Exercises =>
- 1) Answer these about the post about Rigby, one line each:
(a) What did he do the first time he heard a doorbell on a TV show?
(b) Where did he spend all day today?
(c) What did the writer wipe his eye with?
- 2) Update the post about Rigby: rewrite the part that begins at the words "I've been doing" and stops after "and was fine.", changing "doorbell" to "chime".
- 3) In the post about Rigby, list the signs of eye trouble he showed after coming out from under the bed.

Extract provided =>
┄┄┄┄┄┄

I've been doing the "call me when you get here" deal so friends don't have to ring the door bell. He might be getting a little bit better with it... Last week, he heard a doorbell in a tv show and went to run. Then, couple times after, he heard a doorbell again and was fine.

Rigby at least somewhat faces his fear, like with his approaching the back door, even though he's clearly terrified! Haha. Today, I was coming and going out the back door quite a bit. At one point, he was in the living room and watched with wide eyes as I came in. He did end up running off, but at least he stayed for a few moments.

What I'm finding especially hard with him right now is he really wants in the bedroom! He got in there the other day and got under the bed... I decided to leave him be till he came out on his own, but he didn't come for breakfast or dinner and I wasn't hearing the bell of his collar. I got really worried and decided to move the stuff out from under the bed to make sure he was okay. I spotted him and about ten minutes later, he came out on his own. He apparently got his collar stuck on something under the bed and had to pull away; the collar was no longer on him (thank goodness for breakaways!) But this must have spooked him. Also, he'd got into the very center of the bed... He was squinting his right eye and rubbing it ferociously. He also had major eye goop. He'd gotten a dust in his eyes from having been under there for hours. >.< Poor little guy... I wiped it with a warm wash cloth and that helped a lot. But this is just yet another reason he can't be in the bedroom. :( Yet he sits outside the door all day.. Today he spent all day sitting on the bathroom counter, which is right outside the bedroom (new spot for him too.) I didn't mind it too much cause at least I could go give him a pet and love on him, unlike when he sleeps under the chair or in his hidey box in the living room. My fiance also said he didn't run from him or move from the spot while he was in there, so yay!

┄┄┄┄┄┄

Source data =>
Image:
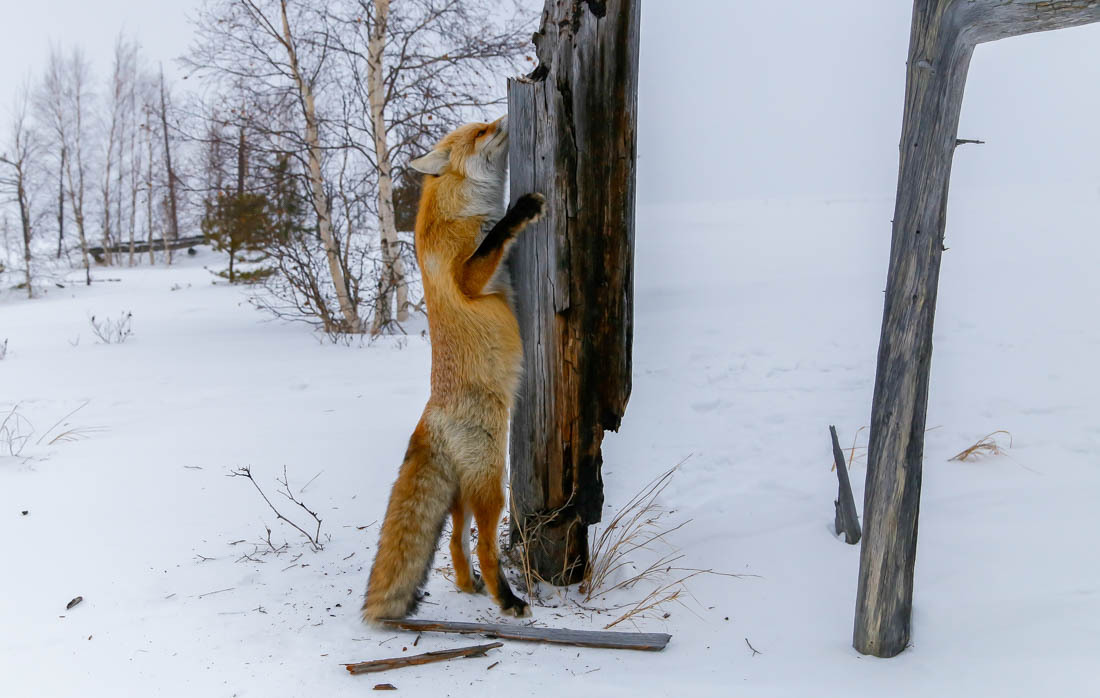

┄┄┄┄┄┄

Outputs =>
- 1)
(a) He went to run.
(b) On the bathroom counter.
(c) A warm wash cloth.

- 2)
I've been doing the "call me when you get here" deal so friends don't have to ring the door bell. He might be getting a little bit better with it... Last week, he heard a chime in a tv show and went to run. Then, couple times after, he heard a chime again and was fine.

- 3)
- Squinting his right eye
- Rubbing it ferociously
- Major eye goop